Passage:
Italian general and politician

Antonino Di Giorgio (San Fratello, 22 September 1867 – Palermo, 17 April 1932) was an Italian general and politician, who fought in the First Italo-Ethiopian War, the Italo-Turkish War and the First World War, and served as Minister of War of the Kingdom of Italy from April 1924 to April 1925. He resigned after the rejection of his plan for a radical reform of the Royal Italian Army.

==Biography==

===Early life and campaigns in Africa===

He was born in San Fratello into a family of the Sicilian landed nobility, the son of Baroness Giuseppina Faraci and of notary Ignazio Di Giorgio. He was admitted to the Nunziatella Military School in Naples first, and later to the Military Academy of Modena, graduating with the rank of infantry second lieutenant in the summer of 1888 and being assigned to the 77th Infantry Regiment in Pescara. In 1895 he passed the exams for admission to the War School, but before entering it he was reached by the news of the defeat at Amba Alagi, and decided to volunteer for service in Eritrea. He thus fought in the second phase of the First Italo-Abyssinian War, being decorated with two bronze medals for military valor for his conduct during the battle of Adwa and during a later clash in May 1896. Having been repatriated due to an illness he had contracted, he resumed his studies at the War School, qualifying as a staff officer. He was promoted to captain and assigned to the VIII Corps based in Florence, where he obtained promotion to major in 1907.

Data to examine:
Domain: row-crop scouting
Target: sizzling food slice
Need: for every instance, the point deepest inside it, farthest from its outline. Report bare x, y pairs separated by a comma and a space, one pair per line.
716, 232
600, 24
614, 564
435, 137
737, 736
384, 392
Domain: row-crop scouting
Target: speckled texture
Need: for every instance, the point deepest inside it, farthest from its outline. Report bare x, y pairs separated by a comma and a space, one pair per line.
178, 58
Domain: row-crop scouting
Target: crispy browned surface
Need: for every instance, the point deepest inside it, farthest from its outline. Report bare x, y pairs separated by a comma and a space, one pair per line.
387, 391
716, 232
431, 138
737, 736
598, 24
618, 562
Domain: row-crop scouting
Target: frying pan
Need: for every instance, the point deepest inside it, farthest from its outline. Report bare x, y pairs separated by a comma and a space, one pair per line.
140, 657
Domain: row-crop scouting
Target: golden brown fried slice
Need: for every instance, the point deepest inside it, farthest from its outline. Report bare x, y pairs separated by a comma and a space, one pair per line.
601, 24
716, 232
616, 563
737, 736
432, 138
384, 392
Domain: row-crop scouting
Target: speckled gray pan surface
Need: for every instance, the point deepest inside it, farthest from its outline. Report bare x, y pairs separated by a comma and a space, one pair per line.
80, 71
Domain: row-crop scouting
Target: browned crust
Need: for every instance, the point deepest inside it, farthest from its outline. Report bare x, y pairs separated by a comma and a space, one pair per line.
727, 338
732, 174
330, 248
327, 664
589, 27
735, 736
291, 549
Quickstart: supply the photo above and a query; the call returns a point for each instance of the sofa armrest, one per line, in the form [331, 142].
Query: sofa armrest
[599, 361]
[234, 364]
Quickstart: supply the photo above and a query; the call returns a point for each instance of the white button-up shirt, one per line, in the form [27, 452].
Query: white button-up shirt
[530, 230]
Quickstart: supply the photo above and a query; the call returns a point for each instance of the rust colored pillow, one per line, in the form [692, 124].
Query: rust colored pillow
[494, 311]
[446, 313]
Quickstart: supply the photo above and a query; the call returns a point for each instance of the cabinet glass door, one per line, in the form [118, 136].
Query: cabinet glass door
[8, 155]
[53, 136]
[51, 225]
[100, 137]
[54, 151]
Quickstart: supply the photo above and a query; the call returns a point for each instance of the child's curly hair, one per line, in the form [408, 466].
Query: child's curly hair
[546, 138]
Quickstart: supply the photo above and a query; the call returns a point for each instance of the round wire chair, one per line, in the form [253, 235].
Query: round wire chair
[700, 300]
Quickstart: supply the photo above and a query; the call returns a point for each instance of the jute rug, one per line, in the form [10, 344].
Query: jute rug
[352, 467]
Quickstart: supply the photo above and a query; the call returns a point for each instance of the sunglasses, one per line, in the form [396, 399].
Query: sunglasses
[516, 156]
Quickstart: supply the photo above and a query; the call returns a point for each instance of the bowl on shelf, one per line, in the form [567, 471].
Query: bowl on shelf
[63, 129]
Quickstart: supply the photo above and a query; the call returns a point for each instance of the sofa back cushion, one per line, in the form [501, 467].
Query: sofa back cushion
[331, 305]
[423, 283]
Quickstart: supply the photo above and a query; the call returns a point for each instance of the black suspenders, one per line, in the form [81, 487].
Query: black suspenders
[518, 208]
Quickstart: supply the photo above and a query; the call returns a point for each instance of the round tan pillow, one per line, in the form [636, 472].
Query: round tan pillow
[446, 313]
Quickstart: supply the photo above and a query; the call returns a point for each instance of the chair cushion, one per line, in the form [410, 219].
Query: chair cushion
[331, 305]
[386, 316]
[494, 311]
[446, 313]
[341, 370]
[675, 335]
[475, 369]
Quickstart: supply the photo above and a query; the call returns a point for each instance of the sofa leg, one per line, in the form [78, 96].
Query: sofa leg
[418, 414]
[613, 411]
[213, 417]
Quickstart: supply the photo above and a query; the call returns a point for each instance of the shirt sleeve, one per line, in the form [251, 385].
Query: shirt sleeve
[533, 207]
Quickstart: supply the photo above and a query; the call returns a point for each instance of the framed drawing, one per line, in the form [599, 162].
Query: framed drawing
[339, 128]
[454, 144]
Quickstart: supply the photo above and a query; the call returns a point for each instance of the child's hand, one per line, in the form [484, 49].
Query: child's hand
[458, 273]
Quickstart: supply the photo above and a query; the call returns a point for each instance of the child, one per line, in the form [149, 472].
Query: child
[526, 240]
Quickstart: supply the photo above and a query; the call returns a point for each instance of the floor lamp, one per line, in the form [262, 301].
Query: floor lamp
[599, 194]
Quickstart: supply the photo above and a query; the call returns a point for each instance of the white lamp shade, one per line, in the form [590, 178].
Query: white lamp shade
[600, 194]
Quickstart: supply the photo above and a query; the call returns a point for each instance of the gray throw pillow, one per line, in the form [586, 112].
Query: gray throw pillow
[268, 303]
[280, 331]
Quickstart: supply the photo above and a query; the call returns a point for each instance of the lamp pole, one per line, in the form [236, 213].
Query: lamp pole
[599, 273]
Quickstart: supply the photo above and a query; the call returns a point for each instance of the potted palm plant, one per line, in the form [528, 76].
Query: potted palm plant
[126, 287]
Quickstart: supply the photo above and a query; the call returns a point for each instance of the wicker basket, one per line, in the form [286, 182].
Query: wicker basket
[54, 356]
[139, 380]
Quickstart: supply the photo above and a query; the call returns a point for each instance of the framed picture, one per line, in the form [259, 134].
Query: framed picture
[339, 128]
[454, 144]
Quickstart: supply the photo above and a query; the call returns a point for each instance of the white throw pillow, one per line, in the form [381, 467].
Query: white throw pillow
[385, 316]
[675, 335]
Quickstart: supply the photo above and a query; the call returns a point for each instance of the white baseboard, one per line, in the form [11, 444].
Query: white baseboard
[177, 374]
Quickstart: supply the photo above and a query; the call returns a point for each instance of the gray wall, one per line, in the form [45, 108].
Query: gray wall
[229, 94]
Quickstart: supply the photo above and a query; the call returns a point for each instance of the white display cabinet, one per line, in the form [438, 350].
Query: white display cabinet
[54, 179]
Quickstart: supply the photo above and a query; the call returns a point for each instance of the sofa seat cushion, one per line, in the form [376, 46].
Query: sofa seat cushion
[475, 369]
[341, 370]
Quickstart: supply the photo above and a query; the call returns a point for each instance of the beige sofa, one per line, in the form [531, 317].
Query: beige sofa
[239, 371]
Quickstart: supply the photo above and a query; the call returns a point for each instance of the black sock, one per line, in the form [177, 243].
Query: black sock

Brief 1: Copy word for word the part of the Di Giorgio biography that opens with "Antonino Di Giorgio" and closes with "Royal Italian Army.".
Brief 2: In the Di Giorgio biography, which regiment was he assigned to after graduating as an infantry second lieutenant in 1888?

Task result 1:
Antonino Di Giorgio (San Fratello, 22 September 1867 – Palermo, 17 April 1932) was an Italian general and politician, who fought in the First Italo-Ethiopian War, the Italo-Turkish War and the First World War, and served as Minister of War of the Kingdom of Italy from April 1924 to April 1925. He resigned after the rejection of his plan for a radical reform of the Royal Italian Army.

Task result 2: The 77th Infantry Regiment in Pescara.